All lines from the top of the records below through the line holding "138L39 288L71 325L164", and only those, should be printed exactly, minus the pictures.

Stored dataset items
* * * *

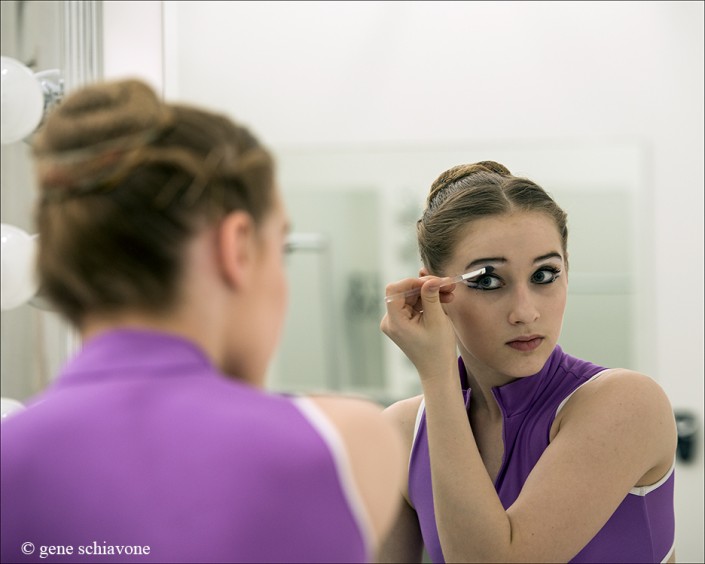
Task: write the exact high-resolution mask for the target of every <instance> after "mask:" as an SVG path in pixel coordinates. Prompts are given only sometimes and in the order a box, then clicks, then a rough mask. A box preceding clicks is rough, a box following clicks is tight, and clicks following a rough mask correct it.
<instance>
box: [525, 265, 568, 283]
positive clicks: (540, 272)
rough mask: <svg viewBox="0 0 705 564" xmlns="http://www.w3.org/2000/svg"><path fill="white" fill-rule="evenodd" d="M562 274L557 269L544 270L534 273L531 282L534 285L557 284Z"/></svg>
mask: <svg viewBox="0 0 705 564" xmlns="http://www.w3.org/2000/svg"><path fill="white" fill-rule="evenodd" d="M560 274H561V271H560V270H558V269H556V268H542V269H541V270H537V271H536V272H534V274H533V276H532V277H531V281H532V282H533V283H534V284H550V283H551V282H555V281H556V278H558V277H559V276H560Z"/></svg>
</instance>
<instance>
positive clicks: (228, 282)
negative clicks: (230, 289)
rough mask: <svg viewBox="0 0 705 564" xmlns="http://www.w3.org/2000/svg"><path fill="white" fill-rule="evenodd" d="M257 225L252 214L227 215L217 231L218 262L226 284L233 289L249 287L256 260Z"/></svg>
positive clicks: (220, 223) (235, 213)
mask: <svg viewBox="0 0 705 564" xmlns="http://www.w3.org/2000/svg"><path fill="white" fill-rule="evenodd" d="M255 236H256V233H255V224H254V221H253V219H252V216H250V214H248V213H246V212H244V211H235V212H232V213H229V214H228V215H226V216H225V217H224V218H223V220H222V221H221V223H220V226H219V227H218V231H217V260H218V264H219V266H220V271H221V274H222V276H223V278H224V280H225V283H226V284H228V285H229V286H230V287H232V288H240V287H242V286H243V285H247V283H248V280H249V277H250V274H251V272H252V265H253V263H254V258H255V249H256V245H255V243H256V241H255Z"/></svg>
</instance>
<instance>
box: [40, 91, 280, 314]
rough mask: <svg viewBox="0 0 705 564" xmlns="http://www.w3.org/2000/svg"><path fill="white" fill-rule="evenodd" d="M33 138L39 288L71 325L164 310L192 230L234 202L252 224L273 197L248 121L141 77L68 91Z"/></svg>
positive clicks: (229, 211)
mask: <svg viewBox="0 0 705 564" xmlns="http://www.w3.org/2000/svg"><path fill="white" fill-rule="evenodd" d="M33 145H34V147H33V148H34V155H35V159H36V165H37V176H38V183H39V190H40V197H39V202H38V205H37V208H36V213H35V220H36V224H37V230H38V234H39V257H38V274H39V281H40V286H41V291H42V294H43V295H44V296H46V297H47V298H48V299H49V300H50V301H51V302H52V303H53V304H54V306H55V307H56V308H57V310H58V311H59V312H60V313H62V314H64V315H65V316H66V317H67V318H68V319H69V320H70V321H71V322H73V323H74V324H76V325H79V324H80V322H81V319H82V318H83V317H84V316H85V314H86V313H87V312H101V313H106V312H112V311H117V310H120V309H123V308H135V309H140V310H146V311H152V312H160V311H164V310H167V309H168V308H170V307H171V306H172V305H173V304H174V301H175V299H176V292H177V284H178V281H179V275H180V273H181V271H182V262H183V256H184V248H185V243H186V242H187V241H188V240H189V238H190V237H192V236H193V235H194V233H196V232H197V231H198V230H199V229H200V228H202V227H204V226H205V225H207V224H208V223H215V222H217V221H218V220H219V219H220V218H222V217H223V216H224V215H226V214H227V213H230V212H231V211H234V210H245V211H246V212H248V213H249V214H250V215H251V216H252V217H253V218H254V220H255V222H259V221H260V220H261V219H262V218H263V217H264V216H265V215H266V213H267V211H268V210H269V209H270V207H271V205H272V202H273V198H272V195H273V186H274V163H273V160H272V157H271V155H270V154H269V153H268V152H267V151H266V150H265V149H264V148H263V147H262V146H261V145H260V143H259V142H258V140H257V139H256V138H255V137H254V136H253V135H252V134H251V133H250V132H249V131H248V130H247V129H246V128H244V127H242V126H240V125H238V124H236V123H234V122H233V121H231V120H230V119H228V118H227V117H225V116H222V115H217V114H214V113H210V112H207V111H204V110H201V109H198V108H195V107H188V106H184V105H178V104H169V103H165V102H163V101H162V100H160V99H159V98H158V96H157V95H156V94H155V92H154V91H153V90H152V89H151V88H150V87H149V86H147V85H146V84H144V83H143V82H141V81H137V80H122V81H116V82H106V83H98V84H94V85H90V86H87V87H85V88H83V89H81V90H79V91H76V92H75V93H73V94H71V95H70V96H68V97H67V98H66V99H65V100H64V101H63V102H62V104H61V105H59V106H58V107H57V108H55V109H54V110H52V112H51V113H50V114H49V116H48V117H47V120H46V122H45V123H44V125H43V126H42V128H41V129H40V131H38V133H37V134H36V136H35V139H34V140H33Z"/></svg>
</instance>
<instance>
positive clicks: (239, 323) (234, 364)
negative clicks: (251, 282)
mask: <svg viewBox="0 0 705 564" xmlns="http://www.w3.org/2000/svg"><path fill="white" fill-rule="evenodd" d="M288 234H289V222H288V218H287V215H286V210H285V208H284V204H283V202H282V199H281V196H280V194H279V192H278V190H277V191H276V192H275V194H274V195H273V205H272V208H271V210H270V211H269V213H268V214H267V216H265V218H264V219H263V220H262V222H261V223H260V225H259V227H258V229H257V235H256V239H255V243H254V244H255V247H256V248H255V255H254V256H255V264H254V270H253V272H252V278H251V280H252V283H251V284H250V285H249V286H248V289H247V295H246V298H245V304H244V308H245V310H246V311H247V314H246V315H238V316H235V317H234V320H235V321H234V322H235V323H237V324H238V325H239V327H240V328H243V321H242V319H243V318H246V319H247V322H246V325H245V326H244V334H243V333H237V334H238V335H239V340H240V342H239V343H238V347H240V348H238V349H237V350H241V348H244V355H242V356H244V357H246V359H247V361H246V362H247V366H246V367H243V366H241V364H240V362H242V356H240V357H238V358H237V359H234V360H235V361H236V362H233V366H234V368H232V369H231V370H230V371H231V372H232V373H233V374H237V375H238V376H239V377H243V375H245V378H246V379H247V380H249V381H250V382H252V383H254V384H255V385H260V386H261V385H263V384H264V381H265V376H266V372H267V368H268V366H269V363H270V361H271V358H272V356H273V355H274V352H275V350H276V347H277V345H278V344H279V339H280V336H281V332H282V328H283V325H284V320H285V317H286V310H287V305H288V293H289V291H288V283H287V278H286V271H285V257H284V255H285V251H286V246H287V240H288ZM241 306H242V304H241ZM235 333H236V332H233V334H235Z"/></svg>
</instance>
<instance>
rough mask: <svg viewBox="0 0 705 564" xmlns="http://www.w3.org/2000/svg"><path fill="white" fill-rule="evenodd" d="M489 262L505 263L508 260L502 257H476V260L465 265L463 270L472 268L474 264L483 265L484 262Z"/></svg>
mask: <svg viewBox="0 0 705 564" xmlns="http://www.w3.org/2000/svg"><path fill="white" fill-rule="evenodd" d="M489 262H500V263H505V262H508V261H507V259H506V258H504V257H488V258H484V259H477V260H474V261H472V262H471V263H470V264H468V265H467V266H466V267H465V270H469V269H470V268H472V267H474V266H484V265H485V264H487V263H489Z"/></svg>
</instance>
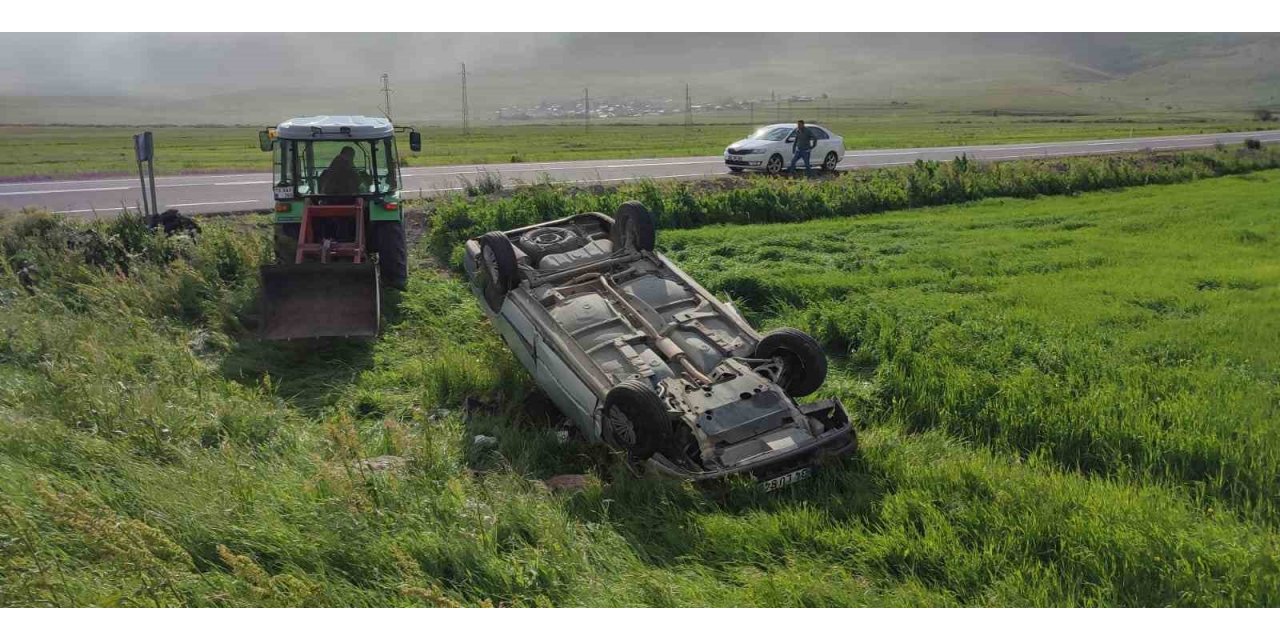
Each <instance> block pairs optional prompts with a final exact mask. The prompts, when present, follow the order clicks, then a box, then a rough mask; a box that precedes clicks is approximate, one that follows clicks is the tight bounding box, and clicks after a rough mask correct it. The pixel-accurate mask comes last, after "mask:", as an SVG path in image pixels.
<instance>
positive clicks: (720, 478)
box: [649, 399, 858, 483]
mask: <svg viewBox="0 0 1280 640" xmlns="http://www.w3.org/2000/svg"><path fill="white" fill-rule="evenodd" d="M800 411H803V412H804V413H805V415H806V416H812V417H818V419H819V420H823V417H826V420H823V421H831V422H833V424H836V425H837V426H833V428H829V429H828V430H827V431H826V433H823V434H822V435H819V436H818V438H814V439H813V440H809V442H806V443H804V444H801V445H799V447H796V448H794V449H787V451H780V452H777V453H772V454H769V456H764V457H760V458H754V460H751V461H749V462H745V463H741V465H737V466H733V467H728V468H717V470H713V471H691V470H689V468H682V467H680V466H677V465H676V463H673V462H672V461H669V460H668V458H667V457H664V456H663V454H662V453H655V454H654V456H653V457H652V458H649V466H652V467H653V468H654V470H655V471H658V472H659V474H663V475H668V476H675V477H680V479H684V480H692V481H695V483H701V481H708V480H717V479H722V477H727V476H731V475H739V474H749V475H751V476H754V477H755V479H756V480H765V479H769V477H776V476H780V475H783V474H788V472H791V471H795V470H797V468H803V467H812V466H820V465H823V463H826V462H829V461H833V460H838V458H842V457H845V456H849V454H851V453H854V452H855V451H858V434H856V433H854V428H852V425H850V424H849V416H847V415H846V413H845V407H844V404H841V403H840V401H837V399H826V401H818V402H814V403H810V404H804V406H801V407H800Z"/></svg>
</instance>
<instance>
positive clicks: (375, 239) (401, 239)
mask: <svg viewBox="0 0 1280 640" xmlns="http://www.w3.org/2000/svg"><path fill="white" fill-rule="evenodd" d="M374 246H375V247H376V250H378V270H379V271H381V276H383V283H385V284H387V285H388V287H393V288H396V289H399V291H404V287H406V285H407V284H408V239H407V238H406V237H404V224H403V223H398V221H396V223H393V221H378V223H374Z"/></svg>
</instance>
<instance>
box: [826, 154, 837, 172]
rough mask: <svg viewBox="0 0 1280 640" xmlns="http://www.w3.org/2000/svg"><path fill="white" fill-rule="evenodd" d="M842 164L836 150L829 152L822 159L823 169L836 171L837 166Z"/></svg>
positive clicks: (828, 170)
mask: <svg viewBox="0 0 1280 640" xmlns="http://www.w3.org/2000/svg"><path fill="white" fill-rule="evenodd" d="M838 164H840V156H838V155H836V152H835V151H832V152H829V154H827V157H824V159H823V160H822V170H824V172H835V170H836V166H837V165H838Z"/></svg>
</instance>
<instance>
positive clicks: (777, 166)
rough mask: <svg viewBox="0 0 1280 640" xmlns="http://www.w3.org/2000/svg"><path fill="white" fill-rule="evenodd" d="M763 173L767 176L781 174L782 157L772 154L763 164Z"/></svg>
mask: <svg viewBox="0 0 1280 640" xmlns="http://www.w3.org/2000/svg"><path fill="white" fill-rule="evenodd" d="M764 173H767V174H769V175H777V174H780V173H782V155H781V154H773V155H772V156H769V161H768V163H765V164H764Z"/></svg>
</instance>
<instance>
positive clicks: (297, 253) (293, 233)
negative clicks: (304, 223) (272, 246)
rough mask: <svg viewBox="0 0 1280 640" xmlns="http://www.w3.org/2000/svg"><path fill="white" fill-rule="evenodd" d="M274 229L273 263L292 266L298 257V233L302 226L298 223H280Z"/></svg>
mask: <svg viewBox="0 0 1280 640" xmlns="http://www.w3.org/2000/svg"><path fill="white" fill-rule="evenodd" d="M274 227H275V233H274V251H275V262H276V264H280V265H292V264H293V262H294V260H297V257H298V232H300V230H301V228H302V225H301V224H300V223H282V224H276V225H274Z"/></svg>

* * * *

**Answer below:**
Task: write the exact high-resolution mask for the target of every <instance> after "mask:" as an SVG path in pixel coordinates. Prompts are given only sometimes and in the order a box, then clicks, then a rough mask. A box preceding clicks is rough, a box following clicks is tight, and clicks following a rough mask correct it.
<instance>
box: [525, 265, 568, 283]
positive clicks: (540, 272)
rough mask: <svg viewBox="0 0 705 564" xmlns="http://www.w3.org/2000/svg"><path fill="white" fill-rule="evenodd" d="M562 274L557 269L544 270L534 273L531 282L534 285L557 284Z"/></svg>
mask: <svg viewBox="0 0 705 564" xmlns="http://www.w3.org/2000/svg"><path fill="white" fill-rule="evenodd" d="M560 274H561V271H560V270H558V269H556V268H542V269H541V270H537V271H536V272H534V274H533V276H532V277H531V281H532V282H533V283H534V284H550V283H551V282H555V281H556V278H558V277H559V276H560Z"/></svg>
</instance>
<instance>
positive clicks: (228, 282)
negative clicks: (230, 289)
rough mask: <svg viewBox="0 0 705 564" xmlns="http://www.w3.org/2000/svg"><path fill="white" fill-rule="evenodd" d="M257 225L252 214L227 215L217 231L218 262L226 284L233 289L249 287L256 260Z"/></svg>
positive clicks: (220, 223) (235, 213)
mask: <svg viewBox="0 0 705 564" xmlns="http://www.w3.org/2000/svg"><path fill="white" fill-rule="evenodd" d="M255 236H256V233H255V224H254V221H253V219H252V216H250V214H248V213H246V212H244V211H235V212H232V213H229V214H228V215H226V216H225V217H224V218H223V220H222V221H221V223H220V226H219V227H218V231H217V260H218V264H219V266H220V271H221V274H222V276H223V278H224V280H225V283H226V284H228V285H229V286H230V287H232V288H240V287H242V286H243V285H247V283H248V280H249V277H250V274H251V272H252V265H253V263H254V258H255V249H256V245H255V243H256V241H255Z"/></svg>
</instance>
<instance>
box: [40, 91, 280, 314]
rough mask: <svg viewBox="0 0 705 564" xmlns="http://www.w3.org/2000/svg"><path fill="white" fill-rule="evenodd" d="M33 138L39 288L71 325L164 310L192 230L234 202L252 224L273 197L248 121L141 77L68 91Z"/></svg>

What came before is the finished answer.